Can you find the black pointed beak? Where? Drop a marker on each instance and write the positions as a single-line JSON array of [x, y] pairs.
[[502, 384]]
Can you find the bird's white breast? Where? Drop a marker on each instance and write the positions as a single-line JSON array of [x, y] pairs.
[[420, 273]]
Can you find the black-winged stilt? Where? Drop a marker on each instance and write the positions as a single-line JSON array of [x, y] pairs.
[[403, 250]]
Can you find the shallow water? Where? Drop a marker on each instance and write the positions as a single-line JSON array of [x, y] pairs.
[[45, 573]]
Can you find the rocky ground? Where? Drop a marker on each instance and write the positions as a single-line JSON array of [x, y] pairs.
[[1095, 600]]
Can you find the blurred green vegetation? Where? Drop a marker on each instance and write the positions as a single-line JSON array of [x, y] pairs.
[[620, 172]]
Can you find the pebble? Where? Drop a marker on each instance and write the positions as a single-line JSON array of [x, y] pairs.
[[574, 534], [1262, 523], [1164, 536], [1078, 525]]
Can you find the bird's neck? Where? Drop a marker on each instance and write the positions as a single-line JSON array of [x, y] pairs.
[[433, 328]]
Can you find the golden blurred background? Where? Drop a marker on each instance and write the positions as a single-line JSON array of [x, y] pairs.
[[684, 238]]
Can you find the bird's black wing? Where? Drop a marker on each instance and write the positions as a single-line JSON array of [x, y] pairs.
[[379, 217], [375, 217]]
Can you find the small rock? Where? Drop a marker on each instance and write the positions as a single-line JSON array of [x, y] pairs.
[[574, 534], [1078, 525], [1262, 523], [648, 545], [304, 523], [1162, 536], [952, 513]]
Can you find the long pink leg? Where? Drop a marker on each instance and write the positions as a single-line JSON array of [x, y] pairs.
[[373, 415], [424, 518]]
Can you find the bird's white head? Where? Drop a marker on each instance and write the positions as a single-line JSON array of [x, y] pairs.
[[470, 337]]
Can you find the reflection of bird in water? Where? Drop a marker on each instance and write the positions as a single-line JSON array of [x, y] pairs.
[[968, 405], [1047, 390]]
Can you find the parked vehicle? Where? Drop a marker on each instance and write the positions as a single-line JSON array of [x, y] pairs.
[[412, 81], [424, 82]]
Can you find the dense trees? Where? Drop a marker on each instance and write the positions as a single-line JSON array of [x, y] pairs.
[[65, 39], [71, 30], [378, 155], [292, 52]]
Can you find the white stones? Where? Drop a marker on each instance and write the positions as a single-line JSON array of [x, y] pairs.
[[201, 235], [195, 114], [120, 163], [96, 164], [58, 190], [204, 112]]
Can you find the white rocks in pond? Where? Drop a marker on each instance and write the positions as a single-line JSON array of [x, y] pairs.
- - - -
- **REQUEST**:
Extract every line of the records above and reproduce each one verbatim, in its original order.

- **THE RESPONSE**:
Can you find the black pointed beak? Where? Drop a marker on each instance and write the positions as a single-line JSON array of [x, y] pairs.
[[502, 384]]
Can you find the bird's white breast? Where? Drop a marker on each instance and write the positions as a single-line JSON array of [x, y] pairs.
[[420, 273]]
Can you find the black-winged stilt? Where? Drop a marker on each instance and write the positions as a single-line JSON array of [x, y] pairs.
[[403, 250]]
Can you find the shallow water? Where? Drop a marker on each instance and write the positions as a single-line JSON array of [x, y] pairs.
[[45, 573]]
Can you find the rocky ground? Where? Drop a marker on each instance and write the positions as a single-line JSON array of [x, y] pairs.
[[1095, 600]]
Can you find the blurred green vegetation? Where? Drop a marker on each instance and write the positions as a single-line JSON array of [x, y] pairs.
[[620, 172]]
Can you find the pebble? Where? Drop a marker on each instance and write the positions as a single-line JSON array of [x, y] pairs.
[[574, 534], [1262, 523], [1164, 536], [1078, 525]]
Can you find the bird's neck? Where? Drop a marker on each instance and write the positions as a single-line JSON array of [x, y] pairs.
[[433, 328]]
Can you find the golden blurred background? Where? Drop a marker on each instance and write the positions as a single-line JSON array of [x, y] pairs.
[[684, 238]]
Can you find the bird's black wing? Where? Drop a marker on each instance and write the positions as a single-line JSON array of [x, y] pairs.
[[379, 217], [375, 217]]
Can you find the small rock? Where? Drop a marker on each instance and write the positions as a single-line JSON array of [x, y] pairs.
[[574, 534], [1078, 525], [1262, 523], [648, 545], [304, 523], [1162, 536], [952, 513]]
Can you find the long pink leg? Where? Drop a marker on each instance and write the positions as a single-line JSON array of [x, y] pairs.
[[373, 415], [424, 518]]
Can you find the bird's white head? Where? Drop a marker on each instance and write the positions as a single-line JSON array of [x, y] pairs.
[[470, 337]]
Can you find the reflection of bird in water? Where? Drop a marker on each instance and write the positions as a single-line JSON array of [x, y] pairs.
[[968, 405], [1047, 390]]
Can you find the parked vehicle? Where? Drop a marker on each instance and write the positions as a single-line JSON array of [x, y] pairs.
[[412, 81], [424, 82]]
Can you find the dense trees? Where? Drop a marker on each instance and write the positions as a single-line JSON array of [x, y] pairs.
[[65, 39], [71, 30], [378, 155], [292, 52]]
Can you find the white stones? Where? Drop a marker on each instance and write the positions as a single-line JSON array of [x, y] pairs.
[[201, 235], [195, 114], [120, 163], [96, 164], [58, 190], [204, 112]]
Can you find the white rocks in pond? Where? Drop a marker on each instance and write the positions as a single-line JSON array of [x, y] pairs.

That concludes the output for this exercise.